▸ **TEXTE FOURNI**:
▼▼▼

La tablette, ce
nouveau doudou
Par Pierre Jaxel-Truer
« M », le magazine du Monde | 28.10.2012
Les histoires sont nombreuses. Un enseignant d'école
maternelle s'étonne de voir ses petits tenter d'animer une page de papier en
faisant glisser leur doigt de droite à gauche. Un père est surpris quand son
enfant préfère colorier son iPad plutôt qu'un cahier. Mutation culturelle
inquiétante ou apparition d'une nouvelle forme d'intelligence ? Le débat sur l'usage des tablettes
numériques tactiles ne fait que s'ouvrir alors que ces instruments entrent
chaque jour plus nombreux dans les maisons.
"Les parents et les enseignants s'inquiètent",
constate Olivier Gérard, spécialiste des nouvelles technologies au sein de
l'Union nationale des associations familiales (UNAF). Le 23 octobre, Apple a
lancé son nouvel iPad Mini. Trois jours plus tard, Microsoft a dévoilé sa
tablette Surface. On attend aussi une prochaine évolution de la Nexus de
Google. Selon l'institut GfK, 3,4 millions de tablettes seront vendues cette année
en France (2,4 fois plus qu'en 2011) et plus de 10 % des familles en seront
équipées fin 2012.
"DOUDOU NUMÉRIQUE"
Les plus jeunes se sont emparés d'un nouveau "doudou[1]
numérique", comme l'appelle le psychologue et psychanalyste Michael
Stora, fondateur de l'Observatoire des mondes numériques en sciences humaines.
Selon une étude réalisée par l'institut CSA en septembre, les moins de 12 ans
en feraient déjà un usage régulier dans 71 % des foyers équipés. Les éditeurs
l'ont compris, qui investissent massivement le marché des applications[2]
éducatives. La technologie et le commerce vont-ils trop vite ? "On peut le
regretter mais, en matière de recherche sur l'usage des tablettes, on n'en est
encore qu'au début", note Olivier Gérard.

▲▲▲

▸ **ÉNONCÉ A**: Citez le texte sur les tablettes tactiles de « La tablette, ce » jusqu'à « dans les maisons. » inclus.
▸ **ÉNONCÉ B**: Relevez, parmi les lignes qui suivent, toutes celles qui contiennent la chaîne « navy ».
Le texte et les lignes qui suivent sont indépendants l'un de l'autre.

▸ **DONNÉES BRUTES**:
▼▼▼

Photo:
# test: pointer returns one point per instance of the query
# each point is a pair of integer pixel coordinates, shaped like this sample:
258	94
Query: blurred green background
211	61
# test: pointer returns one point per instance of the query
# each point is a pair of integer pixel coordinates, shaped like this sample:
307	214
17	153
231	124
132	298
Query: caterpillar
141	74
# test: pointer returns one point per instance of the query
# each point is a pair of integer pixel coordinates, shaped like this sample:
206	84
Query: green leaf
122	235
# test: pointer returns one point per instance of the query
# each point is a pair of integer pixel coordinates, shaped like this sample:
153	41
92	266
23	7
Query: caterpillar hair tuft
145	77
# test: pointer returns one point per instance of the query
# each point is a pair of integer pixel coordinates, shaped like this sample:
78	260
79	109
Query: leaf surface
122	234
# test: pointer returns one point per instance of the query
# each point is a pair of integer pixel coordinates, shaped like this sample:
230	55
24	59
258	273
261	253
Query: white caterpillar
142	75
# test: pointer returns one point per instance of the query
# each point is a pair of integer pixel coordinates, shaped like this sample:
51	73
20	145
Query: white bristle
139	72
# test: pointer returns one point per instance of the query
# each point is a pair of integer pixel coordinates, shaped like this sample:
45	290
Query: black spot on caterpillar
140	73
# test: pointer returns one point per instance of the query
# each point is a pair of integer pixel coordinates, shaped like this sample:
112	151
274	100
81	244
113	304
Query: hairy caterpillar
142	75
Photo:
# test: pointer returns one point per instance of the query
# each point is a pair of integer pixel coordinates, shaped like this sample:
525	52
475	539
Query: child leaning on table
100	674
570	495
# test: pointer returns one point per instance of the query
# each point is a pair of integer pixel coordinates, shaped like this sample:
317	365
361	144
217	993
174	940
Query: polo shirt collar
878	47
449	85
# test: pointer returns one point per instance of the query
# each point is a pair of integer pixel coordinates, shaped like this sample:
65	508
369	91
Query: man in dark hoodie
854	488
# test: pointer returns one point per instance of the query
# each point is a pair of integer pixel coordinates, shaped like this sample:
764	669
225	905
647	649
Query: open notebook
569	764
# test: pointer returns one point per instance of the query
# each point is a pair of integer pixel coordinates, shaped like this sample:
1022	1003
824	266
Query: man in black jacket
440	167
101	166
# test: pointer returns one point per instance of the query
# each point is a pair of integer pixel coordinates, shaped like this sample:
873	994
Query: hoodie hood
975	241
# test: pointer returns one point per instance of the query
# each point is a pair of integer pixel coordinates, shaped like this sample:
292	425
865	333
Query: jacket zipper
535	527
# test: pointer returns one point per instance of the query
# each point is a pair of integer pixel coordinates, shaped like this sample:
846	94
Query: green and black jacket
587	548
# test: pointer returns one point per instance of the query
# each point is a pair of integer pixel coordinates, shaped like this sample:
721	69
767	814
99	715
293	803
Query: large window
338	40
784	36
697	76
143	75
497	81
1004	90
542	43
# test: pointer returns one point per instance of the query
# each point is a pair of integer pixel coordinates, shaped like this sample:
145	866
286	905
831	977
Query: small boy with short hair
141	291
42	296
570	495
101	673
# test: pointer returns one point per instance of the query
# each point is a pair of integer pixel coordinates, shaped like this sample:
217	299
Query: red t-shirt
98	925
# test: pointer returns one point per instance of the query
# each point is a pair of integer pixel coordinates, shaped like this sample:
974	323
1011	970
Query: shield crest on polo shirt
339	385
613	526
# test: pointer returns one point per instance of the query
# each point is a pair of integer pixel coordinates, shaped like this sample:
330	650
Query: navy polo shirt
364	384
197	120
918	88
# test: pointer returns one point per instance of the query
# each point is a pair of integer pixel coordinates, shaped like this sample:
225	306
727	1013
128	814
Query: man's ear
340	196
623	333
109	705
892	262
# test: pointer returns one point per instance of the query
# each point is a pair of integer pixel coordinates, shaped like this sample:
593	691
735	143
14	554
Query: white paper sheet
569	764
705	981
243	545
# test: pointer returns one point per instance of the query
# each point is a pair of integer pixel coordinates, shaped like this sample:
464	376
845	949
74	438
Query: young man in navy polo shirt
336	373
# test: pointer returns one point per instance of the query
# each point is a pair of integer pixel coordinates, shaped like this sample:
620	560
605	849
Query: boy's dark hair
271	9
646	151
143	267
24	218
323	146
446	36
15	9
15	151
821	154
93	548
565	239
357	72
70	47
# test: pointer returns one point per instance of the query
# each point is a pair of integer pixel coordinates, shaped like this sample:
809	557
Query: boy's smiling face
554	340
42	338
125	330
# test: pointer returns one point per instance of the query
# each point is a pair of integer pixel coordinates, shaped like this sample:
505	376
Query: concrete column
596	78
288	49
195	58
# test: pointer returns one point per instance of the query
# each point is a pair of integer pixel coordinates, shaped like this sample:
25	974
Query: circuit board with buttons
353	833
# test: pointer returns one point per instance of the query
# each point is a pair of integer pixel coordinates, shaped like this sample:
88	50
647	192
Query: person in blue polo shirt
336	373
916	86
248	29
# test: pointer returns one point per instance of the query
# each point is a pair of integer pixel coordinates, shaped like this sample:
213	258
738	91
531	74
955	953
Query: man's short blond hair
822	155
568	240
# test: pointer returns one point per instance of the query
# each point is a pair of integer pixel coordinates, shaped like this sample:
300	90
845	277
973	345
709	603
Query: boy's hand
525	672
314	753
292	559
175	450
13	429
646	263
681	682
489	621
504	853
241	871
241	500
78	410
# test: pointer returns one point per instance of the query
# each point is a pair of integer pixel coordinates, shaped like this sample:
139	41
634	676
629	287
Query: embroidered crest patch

▲▲▲

▸ **RÉPONSE RÉDIGÉE A**:
La tablette, ce
nouveau doudou
Par Pierre Jaxel-Truer
« M », le magazine du Monde | 28.10.2012
Les histoires sont nombreuses. Un enseignant d'école
maternelle s'étonne de voir ses petits tenter d'animer une page de papier en
faisant glisser leur doigt de droite à gauche. Un père est surpris quand son
enfant préfère colorier son iPad plutôt qu'un cahier. Mutation culturelle
inquiétante ou apparition d'une nouvelle forme d'intelligence ? Le débat sur l'usage des tablettes
numériques tactiles ne fait que s'ouvrir alors que ces instruments entrent
chaque jour plus nombreux dans les maisons.

▸ **RÉPONSE RÉDIGÉE B**:
Query: navy polo shirt
Query: young man in navy polo shirt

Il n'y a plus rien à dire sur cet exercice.